## What the exercise asks
Render every line of the listing below as a numbered list, leaving out any blank lines.

## Given records
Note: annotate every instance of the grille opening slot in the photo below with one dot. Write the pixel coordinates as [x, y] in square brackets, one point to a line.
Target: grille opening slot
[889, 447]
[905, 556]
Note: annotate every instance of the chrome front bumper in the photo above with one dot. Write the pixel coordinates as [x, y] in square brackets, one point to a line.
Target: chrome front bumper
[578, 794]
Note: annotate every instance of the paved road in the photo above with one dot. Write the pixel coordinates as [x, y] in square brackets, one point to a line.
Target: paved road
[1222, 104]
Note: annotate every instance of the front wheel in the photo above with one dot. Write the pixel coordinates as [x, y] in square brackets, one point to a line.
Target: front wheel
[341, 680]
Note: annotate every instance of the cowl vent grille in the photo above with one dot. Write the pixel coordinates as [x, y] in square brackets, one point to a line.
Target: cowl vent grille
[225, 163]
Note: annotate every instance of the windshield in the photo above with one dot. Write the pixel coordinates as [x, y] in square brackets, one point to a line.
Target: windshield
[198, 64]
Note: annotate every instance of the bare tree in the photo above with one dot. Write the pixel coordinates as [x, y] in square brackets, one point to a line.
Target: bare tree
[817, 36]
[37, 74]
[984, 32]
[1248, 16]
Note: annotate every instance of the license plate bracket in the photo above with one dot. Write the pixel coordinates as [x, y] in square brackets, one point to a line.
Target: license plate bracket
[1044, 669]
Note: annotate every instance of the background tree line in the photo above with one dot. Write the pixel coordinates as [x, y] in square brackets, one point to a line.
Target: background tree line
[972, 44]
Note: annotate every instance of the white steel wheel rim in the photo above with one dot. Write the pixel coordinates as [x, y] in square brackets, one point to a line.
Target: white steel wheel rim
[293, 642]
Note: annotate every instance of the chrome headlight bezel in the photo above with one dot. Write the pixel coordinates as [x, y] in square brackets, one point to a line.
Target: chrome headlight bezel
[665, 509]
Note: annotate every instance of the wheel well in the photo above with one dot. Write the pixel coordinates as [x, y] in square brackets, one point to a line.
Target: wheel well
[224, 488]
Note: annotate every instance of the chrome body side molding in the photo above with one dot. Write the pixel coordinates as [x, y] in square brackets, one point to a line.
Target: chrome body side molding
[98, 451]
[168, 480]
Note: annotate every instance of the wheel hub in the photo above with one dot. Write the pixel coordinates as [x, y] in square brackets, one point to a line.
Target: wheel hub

## Solved problem
1. Note: annotate every instance of the grille opening slot in the photo below with one dot. Write the pixel coordinates as [x, y] in square brackets, one point to a line.
2. Target: grille opening slot
3. [889, 447]
4. [905, 556]
5. Note: annotate every instance of the chrome front bumper in the photo above with one dot. Write the pixel coordinates as [x, y] in square brackets, one point to a line.
6. Target: chrome front bumper
7. [578, 794]
8. Note: annotate every instance of the paved road in the photo above with one dot. Write the pixel coordinates as [x, y] in square brackets, one point to a line.
9. Target: paved road
10. [1222, 104]
11. Note: annotate every instance of the front wheel in the photo above with one dot. Write the pixel coordinates as [x, y] in square brackets, one point to a line.
12. Target: front wheel
13. [341, 680]
14. Note: annotate every instance of the cowl vent grille in the photo above with one dot. Write the pixel coordinates as [x, y] in square brackets, one point to a line.
15. Target: cowl vent grille
16. [225, 163]
17. Note: annotate every instance of the windshield in the photo above with one dot. Write the pixel coordinates as [x, y] in square brackets, one point to a line.
18. Target: windshield
19. [198, 64]
20. Note: annotate every instance of the bare tree in the photo above with one dot. Write the pixel coordinates as [x, y] in square brackets, one point to a line.
21. Target: bare tree
22. [817, 36]
23. [37, 74]
24. [984, 32]
25. [1248, 16]
26. Note: annotate every instance of the license plate bracket in the photo above with one dot. Write the pixel coordinates as [x, y] in square brackets, one point to a line.
27. Target: license plate bracket
28. [1044, 669]
29. Note: annotate every instance of the background tree line in the photo above with one dot. Write the pixel coordinates as [x, y] in square brackets, one point to a line.
30. Target: background tree line
31. [972, 44]
32. Note: annotate every instance of the white steel wheel rim in the photo above with one dot. Write the pixel coordinates as [x, y] in square brackets, one point to a line.
33. Target: white steel wheel rim
34. [293, 642]
35. Note: annotate every instance of the chrome headlight bezel in the photo above with one dot. Write the pixel coordinates as [x, y] in square brackets, one point to a line.
36. Target: chrome headlight bezel
37. [665, 509]
38. Note: annotate every instance of the wheel well in the photo above with one dot. Write the pixel coordinates as [x, y] in square brackets, one point to a line.
39. Target: wheel well
40. [224, 488]
41. Note: annotate every instance of the chrome body side molding in the photo above with one dot. Write the pixel coordinates as [x, y] in square brackets, one point to a line.
42. Target: chrome body side molding
43. [98, 451]
44. [168, 480]
45. Note: annotate every instance of the wheel hub in the photo above with one dot. Write the pixel coordinates as [x, y] in square brackets, one point to a line.
46. Target: wheel hub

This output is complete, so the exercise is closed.